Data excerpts
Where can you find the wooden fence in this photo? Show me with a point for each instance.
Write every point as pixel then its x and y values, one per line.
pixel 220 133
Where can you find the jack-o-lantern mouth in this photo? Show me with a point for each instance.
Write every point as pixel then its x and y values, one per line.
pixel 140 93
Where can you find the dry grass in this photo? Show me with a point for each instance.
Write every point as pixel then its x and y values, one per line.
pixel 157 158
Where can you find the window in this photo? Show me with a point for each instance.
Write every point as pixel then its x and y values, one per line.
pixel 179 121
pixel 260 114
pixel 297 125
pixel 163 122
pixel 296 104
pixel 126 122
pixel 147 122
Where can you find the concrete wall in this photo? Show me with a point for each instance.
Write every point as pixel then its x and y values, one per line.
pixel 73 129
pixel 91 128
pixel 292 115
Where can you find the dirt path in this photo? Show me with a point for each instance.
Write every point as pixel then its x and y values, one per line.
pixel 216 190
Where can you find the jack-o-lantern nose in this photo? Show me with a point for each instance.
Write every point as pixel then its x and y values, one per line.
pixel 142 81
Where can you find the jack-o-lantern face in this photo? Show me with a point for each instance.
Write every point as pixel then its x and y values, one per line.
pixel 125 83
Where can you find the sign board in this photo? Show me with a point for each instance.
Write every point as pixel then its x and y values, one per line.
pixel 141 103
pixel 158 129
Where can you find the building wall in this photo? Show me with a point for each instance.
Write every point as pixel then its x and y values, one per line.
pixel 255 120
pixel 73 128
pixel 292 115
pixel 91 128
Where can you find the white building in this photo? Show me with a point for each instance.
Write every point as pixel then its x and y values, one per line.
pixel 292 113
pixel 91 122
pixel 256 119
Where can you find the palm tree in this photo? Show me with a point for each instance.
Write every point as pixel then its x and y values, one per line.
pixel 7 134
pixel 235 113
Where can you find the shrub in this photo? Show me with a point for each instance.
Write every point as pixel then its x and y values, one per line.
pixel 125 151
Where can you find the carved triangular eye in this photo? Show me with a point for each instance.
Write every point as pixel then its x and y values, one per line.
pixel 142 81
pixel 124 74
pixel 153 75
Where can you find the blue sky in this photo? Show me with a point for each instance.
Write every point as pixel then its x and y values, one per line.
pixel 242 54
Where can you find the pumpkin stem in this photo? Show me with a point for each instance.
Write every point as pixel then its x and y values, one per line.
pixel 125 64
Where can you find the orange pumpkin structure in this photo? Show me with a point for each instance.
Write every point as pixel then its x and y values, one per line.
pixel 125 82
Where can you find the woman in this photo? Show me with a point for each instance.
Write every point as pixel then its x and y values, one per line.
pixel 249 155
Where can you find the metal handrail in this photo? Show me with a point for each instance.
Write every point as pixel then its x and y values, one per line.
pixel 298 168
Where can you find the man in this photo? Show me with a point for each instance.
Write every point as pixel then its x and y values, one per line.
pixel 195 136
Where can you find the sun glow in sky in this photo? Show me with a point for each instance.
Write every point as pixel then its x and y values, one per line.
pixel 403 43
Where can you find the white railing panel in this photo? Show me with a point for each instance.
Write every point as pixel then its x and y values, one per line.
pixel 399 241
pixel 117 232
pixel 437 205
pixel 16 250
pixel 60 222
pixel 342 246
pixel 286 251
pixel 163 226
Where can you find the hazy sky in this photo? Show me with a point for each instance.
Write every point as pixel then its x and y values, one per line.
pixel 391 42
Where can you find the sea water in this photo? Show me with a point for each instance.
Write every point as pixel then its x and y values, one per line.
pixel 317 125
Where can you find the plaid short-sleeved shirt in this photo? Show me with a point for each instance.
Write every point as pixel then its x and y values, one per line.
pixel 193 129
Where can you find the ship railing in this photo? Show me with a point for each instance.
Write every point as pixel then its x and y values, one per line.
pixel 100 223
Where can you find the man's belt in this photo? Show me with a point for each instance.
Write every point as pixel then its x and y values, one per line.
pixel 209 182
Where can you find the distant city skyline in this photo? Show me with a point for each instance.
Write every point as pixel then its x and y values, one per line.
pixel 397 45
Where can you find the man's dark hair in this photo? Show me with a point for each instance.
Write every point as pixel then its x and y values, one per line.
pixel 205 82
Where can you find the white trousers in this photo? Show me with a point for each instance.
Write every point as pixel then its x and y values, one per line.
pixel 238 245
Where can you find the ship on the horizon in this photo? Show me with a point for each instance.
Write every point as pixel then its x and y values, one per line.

TASK BRIEF
Exactly as written, repeat each line from the beginning of the data above to the line containing "Where can you find the jack-o-lantern mouth", inclusive.

OUTPUT
Where can you find the wooden fence in this photo? Show me with a point for each instance.
Write every point as pixel then its x and y values, one per line.
pixel 220 133
Where can you find the jack-o-lantern mouth in this photo? Show me with a point for each instance.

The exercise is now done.